*Your objective*. Your output should be the complete listing, repeated exactly.
##### Input data
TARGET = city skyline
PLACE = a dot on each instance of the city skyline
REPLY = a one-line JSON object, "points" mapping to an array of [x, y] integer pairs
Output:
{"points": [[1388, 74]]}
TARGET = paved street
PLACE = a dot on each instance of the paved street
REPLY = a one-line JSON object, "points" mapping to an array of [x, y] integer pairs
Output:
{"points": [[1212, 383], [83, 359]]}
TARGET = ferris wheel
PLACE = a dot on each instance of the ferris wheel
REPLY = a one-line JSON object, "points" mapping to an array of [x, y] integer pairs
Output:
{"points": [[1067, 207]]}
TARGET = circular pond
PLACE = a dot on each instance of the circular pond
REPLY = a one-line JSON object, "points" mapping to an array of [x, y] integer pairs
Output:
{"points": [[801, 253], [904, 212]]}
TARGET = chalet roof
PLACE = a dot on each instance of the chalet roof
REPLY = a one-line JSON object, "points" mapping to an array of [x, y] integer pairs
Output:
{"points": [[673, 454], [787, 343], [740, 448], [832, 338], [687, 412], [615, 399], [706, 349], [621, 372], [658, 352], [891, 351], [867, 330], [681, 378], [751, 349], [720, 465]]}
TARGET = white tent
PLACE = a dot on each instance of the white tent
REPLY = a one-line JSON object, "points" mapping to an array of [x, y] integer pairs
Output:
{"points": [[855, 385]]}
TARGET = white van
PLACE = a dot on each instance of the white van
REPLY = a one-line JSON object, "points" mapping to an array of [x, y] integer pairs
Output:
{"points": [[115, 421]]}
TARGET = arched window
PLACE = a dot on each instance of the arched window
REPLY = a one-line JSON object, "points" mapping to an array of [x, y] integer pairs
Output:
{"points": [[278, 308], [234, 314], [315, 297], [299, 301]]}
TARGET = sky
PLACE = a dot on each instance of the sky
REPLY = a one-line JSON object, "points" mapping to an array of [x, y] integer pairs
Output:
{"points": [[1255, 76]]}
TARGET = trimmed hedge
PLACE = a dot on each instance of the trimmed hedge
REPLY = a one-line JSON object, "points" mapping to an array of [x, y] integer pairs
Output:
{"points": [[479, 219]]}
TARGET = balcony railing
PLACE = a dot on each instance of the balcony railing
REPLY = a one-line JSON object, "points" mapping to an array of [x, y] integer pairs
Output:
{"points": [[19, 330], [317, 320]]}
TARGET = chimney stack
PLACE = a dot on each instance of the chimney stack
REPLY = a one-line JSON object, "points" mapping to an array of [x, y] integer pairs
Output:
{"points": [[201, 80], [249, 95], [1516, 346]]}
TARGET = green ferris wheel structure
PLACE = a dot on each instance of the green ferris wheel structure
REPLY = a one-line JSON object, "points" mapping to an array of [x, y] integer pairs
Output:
##########
*Solution to the problem*.
TARGET = city skyline
PLACE = a dot on each instance of the city skyline
REPLY = a one-line JSON object, "points" mapping to an array of [x, y] integer pairs
Output:
{"points": [[1388, 74]]}
TARGET = paved street
PLACE = a dot on each instance of the paved street
REPLY = a one-line JSON object, "points" mapping to an array of [x, y] integer pairs
Output:
{"points": [[1212, 383], [83, 359]]}
TARGET = ferris wheel
PLACE = a dot on each instance of the ferris wheel
REPLY = a one-line JSON object, "points" mapping to an array of [x, y] integer pairs
Output:
{"points": [[1067, 207]]}
TARGET = circular pond
PLACE = a dot on each instance of the circular pond
REPLY = a one-line JSON object, "points" mapping to an array of [x, y] integer pairs
Output:
{"points": [[801, 253], [904, 212]]}
TARGET = chalet roof
PLACE = a dot on each instance of the chalet roof
REPLY = a one-line JSON object, "points" mapping to an array of [x, y] integer pairs
Output:
{"points": [[673, 454], [787, 343], [740, 448], [832, 338], [687, 412], [615, 399], [706, 349], [621, 372], [658, 352], [891, 351], [867, 330], [681, 378], [751, 349], [720, 465]]}
TARGET = white tent
PLACE = a dot on each instance of the white tent
REPLY = a one-line JSON object, "points" mapping to an array of [x, y] integer pairs
Output:
{"points": [[855, 385]]}
TARGET = white van
PLACE = a dot on each instance of the white van
REPLY = a one-line JSON object, "points" mapping to an array of [x, y] integer pairs
Output:
{"points": [[115, 421]]}
TARGET = arched window
PLACE = a dot on each instance of the arched window
REPLY = a one-line JSON object, "points" mapping to an array of [x, y] integer pairs
Output:
{"points": [[278, 308], [234, 314], [315, 297], [299, 301]]}
TARGET = sky
PLACE = a dot on each instance of the sky
REPLY = a one-line JSON object, "points" mapping to an array of [x, y] integer pairs
Output:
{"points": [[1255, 76]]}
TARGET = trimmed hedge
PLACE = a dot on each instance of the trimmed hedge
REPLY = a one-line JSON object, "points" mapping to an array of [x, y] integer pairs
Output:
{"points": [[479, 219]]}
TARGET = balcony railing
PLACE = a dot on each instance of the balcony railing
REPLY = a one-line JSON object, "points" mapping to an array of [x, y] integer pairs
Output:
{"points": [[19, 330], [317, 320]]}
TARGET = chimney stack
PLACE = a dot on each instance of the chimney stack
REPLY = a one-line JSON object, "points" mapping to an array of [x, y] integer pairs
Output:
{"points": [[201, 80], [249, 95], [1516, 346]]}
TARGET = green ferris wheel structure
PLACE = a dot on each instance of the green ferris wheel structure
REPLY = a one-line JSON object, "points" mapping to an array of [x, y] integer pairs
Output:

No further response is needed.